[Dataset entries]
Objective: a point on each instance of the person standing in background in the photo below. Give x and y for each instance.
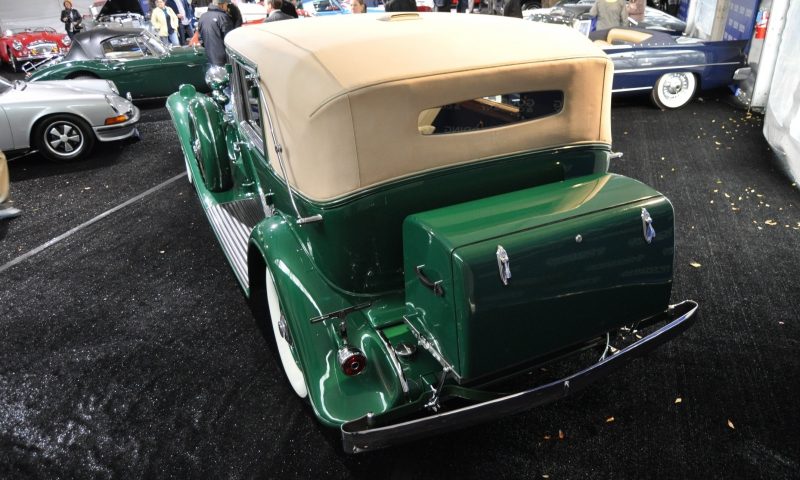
(165, 23)
(359, 6)
(235, 14)
(288, 7)
(212, 28)
(71, 18)
(672, 7)
(636, 9)
(185, 13)
(275, 13)
(610, 14)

Description of the task: Recast every line of the records above as a JSON list of strings, one string per line, omitting blank lines and leaving out the pictures.

Output for this exercise:
[
  "Objective: a point on each instance of the person standing in background in the photo below. Give x and y for each instance.",
  "(165, 23)",
  "(359, 6)",
  "(235, 14)",
  "(288, 7)",
  "(212, 28)",
  "(71, 18)",
  "(672, 7)",
  "(636, 9)",
  "(185, 13)",
  "(275, 13)",
  "(610, 14)"
]